Saved data entries

BEGIN

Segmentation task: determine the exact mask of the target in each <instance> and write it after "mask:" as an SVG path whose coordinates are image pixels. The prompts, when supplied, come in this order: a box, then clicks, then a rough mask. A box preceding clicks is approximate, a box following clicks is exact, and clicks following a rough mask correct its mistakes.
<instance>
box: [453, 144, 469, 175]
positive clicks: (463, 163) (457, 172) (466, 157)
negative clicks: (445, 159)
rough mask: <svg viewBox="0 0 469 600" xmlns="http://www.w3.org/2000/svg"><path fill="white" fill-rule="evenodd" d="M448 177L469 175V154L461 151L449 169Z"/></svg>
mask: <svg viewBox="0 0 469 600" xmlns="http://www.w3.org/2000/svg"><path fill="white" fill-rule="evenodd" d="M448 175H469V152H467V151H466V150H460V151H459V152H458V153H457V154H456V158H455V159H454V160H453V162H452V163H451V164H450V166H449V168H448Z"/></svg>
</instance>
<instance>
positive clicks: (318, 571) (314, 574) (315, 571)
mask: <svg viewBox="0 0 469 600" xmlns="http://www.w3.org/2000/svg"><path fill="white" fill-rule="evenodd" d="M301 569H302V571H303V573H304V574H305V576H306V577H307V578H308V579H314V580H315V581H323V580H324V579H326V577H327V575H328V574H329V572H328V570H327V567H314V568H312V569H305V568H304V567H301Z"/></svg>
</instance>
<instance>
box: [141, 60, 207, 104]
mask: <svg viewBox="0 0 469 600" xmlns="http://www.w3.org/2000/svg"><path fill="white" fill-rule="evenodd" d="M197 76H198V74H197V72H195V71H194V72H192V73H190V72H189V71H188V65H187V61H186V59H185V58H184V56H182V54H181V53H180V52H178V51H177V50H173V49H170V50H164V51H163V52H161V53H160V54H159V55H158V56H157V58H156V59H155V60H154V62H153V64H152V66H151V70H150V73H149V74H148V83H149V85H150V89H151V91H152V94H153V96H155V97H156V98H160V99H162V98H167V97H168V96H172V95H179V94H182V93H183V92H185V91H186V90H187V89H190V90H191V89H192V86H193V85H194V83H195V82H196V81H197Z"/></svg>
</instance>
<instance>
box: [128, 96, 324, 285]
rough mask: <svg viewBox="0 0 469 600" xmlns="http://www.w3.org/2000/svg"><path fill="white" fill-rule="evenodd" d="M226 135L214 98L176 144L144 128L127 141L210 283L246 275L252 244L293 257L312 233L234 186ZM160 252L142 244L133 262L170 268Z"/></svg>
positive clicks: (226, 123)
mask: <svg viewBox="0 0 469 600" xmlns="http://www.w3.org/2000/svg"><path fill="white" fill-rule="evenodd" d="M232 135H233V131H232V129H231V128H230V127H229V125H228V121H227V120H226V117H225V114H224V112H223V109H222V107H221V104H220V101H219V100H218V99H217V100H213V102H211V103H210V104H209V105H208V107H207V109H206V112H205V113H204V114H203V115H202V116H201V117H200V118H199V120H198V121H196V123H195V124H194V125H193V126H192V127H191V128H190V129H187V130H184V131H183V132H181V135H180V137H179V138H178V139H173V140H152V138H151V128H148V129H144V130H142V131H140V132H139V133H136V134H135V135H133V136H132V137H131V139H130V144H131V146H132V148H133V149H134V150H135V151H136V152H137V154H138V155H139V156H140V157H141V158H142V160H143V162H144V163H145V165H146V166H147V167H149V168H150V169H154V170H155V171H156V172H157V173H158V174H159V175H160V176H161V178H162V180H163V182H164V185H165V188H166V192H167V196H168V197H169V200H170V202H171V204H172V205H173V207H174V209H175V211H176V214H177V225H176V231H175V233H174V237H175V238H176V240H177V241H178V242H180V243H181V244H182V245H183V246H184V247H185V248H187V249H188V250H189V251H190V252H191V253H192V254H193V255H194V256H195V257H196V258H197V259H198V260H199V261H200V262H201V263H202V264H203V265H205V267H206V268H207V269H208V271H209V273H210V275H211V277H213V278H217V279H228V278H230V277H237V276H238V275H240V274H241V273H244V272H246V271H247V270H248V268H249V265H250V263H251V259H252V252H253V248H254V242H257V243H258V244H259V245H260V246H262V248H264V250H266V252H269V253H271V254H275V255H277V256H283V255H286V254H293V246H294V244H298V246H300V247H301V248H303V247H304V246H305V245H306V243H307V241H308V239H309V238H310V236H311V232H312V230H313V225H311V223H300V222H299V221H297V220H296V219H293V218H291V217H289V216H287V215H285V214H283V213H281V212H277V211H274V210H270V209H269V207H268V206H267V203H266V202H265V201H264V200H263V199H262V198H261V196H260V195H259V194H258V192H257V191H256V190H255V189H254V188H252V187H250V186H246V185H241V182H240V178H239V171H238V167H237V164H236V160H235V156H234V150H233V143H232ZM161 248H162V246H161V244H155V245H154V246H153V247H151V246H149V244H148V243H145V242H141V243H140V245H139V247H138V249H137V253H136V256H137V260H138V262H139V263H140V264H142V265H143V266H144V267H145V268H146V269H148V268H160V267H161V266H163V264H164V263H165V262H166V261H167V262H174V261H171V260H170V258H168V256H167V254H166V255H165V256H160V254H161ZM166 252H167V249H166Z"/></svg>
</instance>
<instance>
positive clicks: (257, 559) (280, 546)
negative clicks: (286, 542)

END

## YOUR TASK
Up to and including the line that contains "negative clicks: (445, 159)", restate word for word every line of the entries, starting from the first.

## COMPLETED TASK
Segmentation task: determine the exact mask of the target in each <instance> and write it after "mask:" as an SVG path whose coordinates are image pixels. The prompts, when supplied, come in this order: a box, then clicks, then a rough mask. A box preceding clicks is approximate, a box following clicks is exact, and clicks following a rough mask correct its mistakes.
<instance>
box: [453, 144, 469, 175]
positive clicks: (463, 163) (457, 172) (466, 157)
negative clicks: (445, 159)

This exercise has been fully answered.